*文档摘录*
■ ■ ■ ■

FOXO1参与高血压条件下异常张应变诱导的血管平滑肌细胞增殖

目的 探讨高血压条件下异常升高的周期性张应变刺激对血管平滑肌细胞（vascular smooth muscle cells, VSMCs）增殖的影响，以及Forkhead转录因子1（FOXO1）在其中可能的作用。方法 构建腹主动脉缩窄高血压大鼠模型，并以假手术组为对照，应用FX-4000T体外周期性张应变加载系统，分别对VSMCs施加5%的生理性张应变和15%的高血压病理性张应变。Western blot检测VSMCs的FOXO1及p-FOXO1表达水平，BrdU法检测VSMCs 增殖活性。RNA干扰技术抑制VSMCs的FOXO1表达，检测FOXO1、p-FOXO1表达以及VSMCs增殖活性变化。结果 腹主动脉缩窄术后 2和4周，大鼠血压较假手术大鼠明显增高。与假手术大鼠相比，高血压大鼠血管壁细胞增殖活性明显增高，同时 FOXO1及 p-FOXO1表达水平也显著性升高。细胞实验表明，与5%张应变组相比，15%张应变加载显著上调VSMCs的FOXO1、p-FOXO1表达水平，以及VSMCs增殖活性。静态条件下RNA干扰抑制VSMCs的FOXO1及p-FOXO1表达，VSMCs的增殖活性明显降低。结论 高血压病理条件下，异常增高的周期性张应变可能通过促进 FOXO1表达和磷酸化诱导VSMCs增殖。以动物模型观察现象，在细胞分子水平探讨机制，旨在明确FOXO1在高血压血管重建中的作用及其力学生物学机制，为阐明高血压血管重建的发病机理和药物治疗靶标的研究提供新的实验依据。

■ ■ ■ ■

*材料摘录*
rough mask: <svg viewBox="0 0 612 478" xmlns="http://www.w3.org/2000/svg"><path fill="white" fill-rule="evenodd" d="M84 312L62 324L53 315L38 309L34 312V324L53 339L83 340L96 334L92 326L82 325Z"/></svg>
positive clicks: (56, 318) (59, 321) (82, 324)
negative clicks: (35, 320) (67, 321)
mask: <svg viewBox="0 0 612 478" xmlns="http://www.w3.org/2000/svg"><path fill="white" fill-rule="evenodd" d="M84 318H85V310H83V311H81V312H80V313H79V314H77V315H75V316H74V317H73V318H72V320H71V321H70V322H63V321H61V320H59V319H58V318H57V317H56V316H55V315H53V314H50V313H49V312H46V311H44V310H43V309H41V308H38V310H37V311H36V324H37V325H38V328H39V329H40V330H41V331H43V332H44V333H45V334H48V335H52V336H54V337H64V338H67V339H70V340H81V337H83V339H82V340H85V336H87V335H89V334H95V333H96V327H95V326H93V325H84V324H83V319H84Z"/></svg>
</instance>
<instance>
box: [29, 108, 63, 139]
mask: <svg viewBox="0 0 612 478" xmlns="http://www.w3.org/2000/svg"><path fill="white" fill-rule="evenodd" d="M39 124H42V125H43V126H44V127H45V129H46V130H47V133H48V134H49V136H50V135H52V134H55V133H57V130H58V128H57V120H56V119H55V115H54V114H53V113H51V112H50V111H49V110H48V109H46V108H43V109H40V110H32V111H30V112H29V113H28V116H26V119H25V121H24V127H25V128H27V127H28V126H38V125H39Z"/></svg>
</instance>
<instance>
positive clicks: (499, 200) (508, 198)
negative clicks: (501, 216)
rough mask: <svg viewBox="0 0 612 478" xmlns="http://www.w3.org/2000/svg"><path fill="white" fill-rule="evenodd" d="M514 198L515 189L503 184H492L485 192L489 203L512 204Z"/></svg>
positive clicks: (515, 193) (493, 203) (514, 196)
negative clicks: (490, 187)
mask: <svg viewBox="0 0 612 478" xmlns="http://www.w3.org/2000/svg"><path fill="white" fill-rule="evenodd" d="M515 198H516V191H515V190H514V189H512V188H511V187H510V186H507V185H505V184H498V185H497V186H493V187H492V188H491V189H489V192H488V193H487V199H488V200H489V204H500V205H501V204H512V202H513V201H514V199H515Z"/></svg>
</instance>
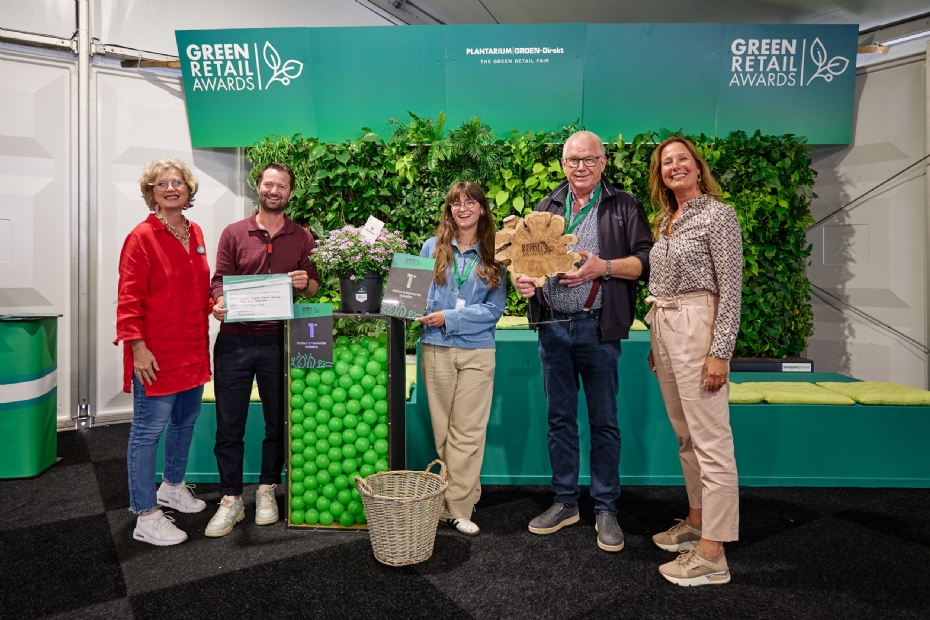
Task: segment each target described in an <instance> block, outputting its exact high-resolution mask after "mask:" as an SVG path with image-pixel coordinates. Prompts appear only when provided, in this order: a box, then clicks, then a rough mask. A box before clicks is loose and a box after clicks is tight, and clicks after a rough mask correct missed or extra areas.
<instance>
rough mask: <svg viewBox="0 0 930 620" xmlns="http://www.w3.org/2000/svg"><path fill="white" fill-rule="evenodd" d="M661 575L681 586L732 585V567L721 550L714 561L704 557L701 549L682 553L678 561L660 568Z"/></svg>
mask: <svg viewBox="0 0 930 620" xmlns="http://www.w3.org/2000/svg"><path fill="white" fill-rule="evenodd" d="M659 573H660V574H661V575H662V576H663V577H665V578H666V579H668V580H669V581H671V582H672V583H674V584H677V585H680V586H708V585H722V584H724V583H730V567H729V566H727V558H726V556H725V555H724V553H723V548H722V547H721V549H720V555H718V556H717V557H716V558H714V559H713V560H710V559H708V558H706V557H704V552H703V551H701V548H700V547H694V548H693V549H688V550H685V551H682V552H681V555H679V556H678V558H677V559H675V560H672V561H671V562H669V563H668V564H663V565H662V566H660V567H659Z"/></svg>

■ ■ ■ ■

*练习说明*
请把文档摘录中的这句话译成英文："腹主动脉缩窄术后 2和4周，大鼠血压较假手术大鼠明显增高。"

*任务解答*
At 2 and 4 weeks after abdominal aortic constriction, blood pressure in the rats was markedly higher than in the sham-operated rats.